Point-per-instance localization data:
►

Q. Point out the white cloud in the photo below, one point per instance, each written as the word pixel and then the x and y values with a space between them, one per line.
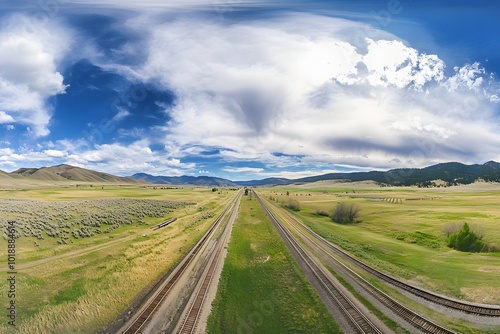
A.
pixel 55 153
pixel 29 56
pixel 469 76
pixel 120 115
pixel 238 170
pixel 393 63
pixel 5 118
pixel 296 86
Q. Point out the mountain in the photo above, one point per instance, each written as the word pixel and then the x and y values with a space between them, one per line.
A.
pixel 452 173
pixel 68 173
pixel 264 182
pixel 185 180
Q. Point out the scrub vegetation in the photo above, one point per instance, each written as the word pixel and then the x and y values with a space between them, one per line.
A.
pixel 82 286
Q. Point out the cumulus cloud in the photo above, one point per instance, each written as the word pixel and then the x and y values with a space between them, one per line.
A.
pixel 5 118
pixel 290 91
pixel 29 56
pixel 260 88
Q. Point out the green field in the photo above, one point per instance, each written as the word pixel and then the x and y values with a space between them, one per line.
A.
pixel 402 232
pixel 262 289
pixel 81 286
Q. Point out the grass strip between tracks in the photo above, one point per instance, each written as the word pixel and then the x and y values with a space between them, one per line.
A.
pixel 262 289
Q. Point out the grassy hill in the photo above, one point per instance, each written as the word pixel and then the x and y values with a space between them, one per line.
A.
pixel 63 173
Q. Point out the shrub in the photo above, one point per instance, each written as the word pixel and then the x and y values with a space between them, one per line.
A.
pixel 322 213
pixel 345 213
pixel 465 240
pixel 292 204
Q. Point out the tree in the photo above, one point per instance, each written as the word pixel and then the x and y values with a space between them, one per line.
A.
pixel 451 228
pixel 465 240
pixel 345 213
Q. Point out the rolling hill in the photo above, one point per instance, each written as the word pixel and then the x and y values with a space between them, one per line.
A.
pixel 68 173
pixel 185 180
pixel 450 173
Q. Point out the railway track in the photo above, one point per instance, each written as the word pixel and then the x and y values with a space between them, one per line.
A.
pixel 480 310
pixel 140 322
pixel 419 322
pixel 190 322
pixel 359 322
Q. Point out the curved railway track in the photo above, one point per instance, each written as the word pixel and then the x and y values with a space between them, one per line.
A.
pixel 419 322
pixel 191 320
pixel 359 322
pixel 139 323
pixel 481 310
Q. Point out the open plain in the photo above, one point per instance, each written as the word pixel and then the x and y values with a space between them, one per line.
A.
pixel 71 278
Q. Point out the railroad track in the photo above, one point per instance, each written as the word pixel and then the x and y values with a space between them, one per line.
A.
pixel 191 320
pixel 419 322
pixel 139 323
pixel 359 322
pixel 480 310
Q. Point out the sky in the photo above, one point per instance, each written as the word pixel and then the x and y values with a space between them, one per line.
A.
pixel 248 89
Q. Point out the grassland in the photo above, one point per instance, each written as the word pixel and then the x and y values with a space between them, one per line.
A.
pixel 402 232
pixel 81 286
pixel 262 289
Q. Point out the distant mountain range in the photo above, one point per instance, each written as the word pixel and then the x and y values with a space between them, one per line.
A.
pixel 450 173
pixel 185 180
pixel 64 173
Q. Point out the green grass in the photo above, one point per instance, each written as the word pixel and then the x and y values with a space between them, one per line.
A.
pixel 86 283
pixel 407 240
pixel 262 289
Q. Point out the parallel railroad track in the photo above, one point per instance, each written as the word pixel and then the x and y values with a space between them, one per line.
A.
pixel 190 322
pixel 419 322
pixel 141 321
pixel 353 315
pixel 480 310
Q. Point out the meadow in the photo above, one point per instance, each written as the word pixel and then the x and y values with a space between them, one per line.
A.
pixel 402 232
pixel 81 286
pixel 262 289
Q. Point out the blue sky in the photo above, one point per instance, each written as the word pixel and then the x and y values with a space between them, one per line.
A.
pixel 246 89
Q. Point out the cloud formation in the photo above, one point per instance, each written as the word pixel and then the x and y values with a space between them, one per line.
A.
pixel 29 56
pixel 271 96
pixel 258 88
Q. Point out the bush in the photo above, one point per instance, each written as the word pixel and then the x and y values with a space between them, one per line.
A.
pixel 292 204
pixel 465 240
pixel 345 213
pixel 322 213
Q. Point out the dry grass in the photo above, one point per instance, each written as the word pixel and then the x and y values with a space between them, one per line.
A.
pixel 84 287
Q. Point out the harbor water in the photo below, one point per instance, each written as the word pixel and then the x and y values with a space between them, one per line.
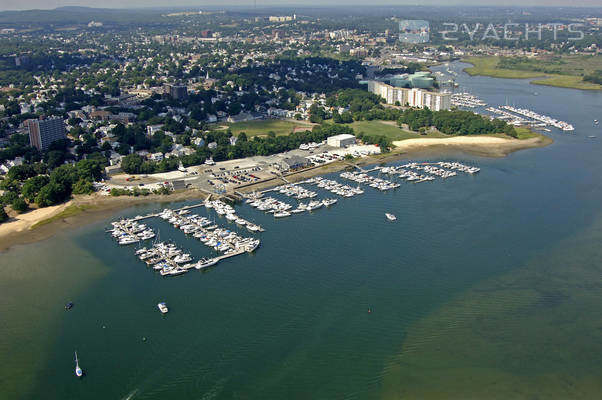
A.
pixel 486 286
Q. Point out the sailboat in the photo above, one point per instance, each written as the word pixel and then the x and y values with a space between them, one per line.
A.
pixel 78 371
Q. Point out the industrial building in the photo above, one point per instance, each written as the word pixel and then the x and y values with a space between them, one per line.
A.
pixel 294 162
pixel 42 132
pixel 413 97
pixel 343 140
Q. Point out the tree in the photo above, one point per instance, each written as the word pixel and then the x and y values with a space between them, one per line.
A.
pixel 83 186
pixel 51 194
pixel 32 186
pixel 19 205
pixel 55 158
pixel 131 163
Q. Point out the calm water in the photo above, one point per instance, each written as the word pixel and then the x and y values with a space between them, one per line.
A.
pixel 487 284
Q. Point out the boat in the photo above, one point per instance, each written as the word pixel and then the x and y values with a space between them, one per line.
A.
pixel 281 214
pixel 163 308
pixel 206 262
pixel 78 371
pixel 177 271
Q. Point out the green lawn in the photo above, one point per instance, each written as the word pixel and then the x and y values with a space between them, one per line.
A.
pixel 262 127
pixel 388 129
pixel 567 72
pixel 69 211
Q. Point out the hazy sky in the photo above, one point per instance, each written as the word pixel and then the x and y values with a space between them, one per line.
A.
pixel 46 4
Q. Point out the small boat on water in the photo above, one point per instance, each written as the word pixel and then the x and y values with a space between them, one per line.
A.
pixel 78 371
pixel 163 308
pixel 205 263
pixel 282 214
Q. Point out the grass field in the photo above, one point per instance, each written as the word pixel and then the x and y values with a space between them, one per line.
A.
pixel 69 211
pixel 388 129
pixel 568 72
pixel 262 127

◄

* _YOUR ASSIGNMENT_:
Line count for "green": determine it from the data and answer with the number by itself.

* _ANSWER TO THIS EXERCISE_:
3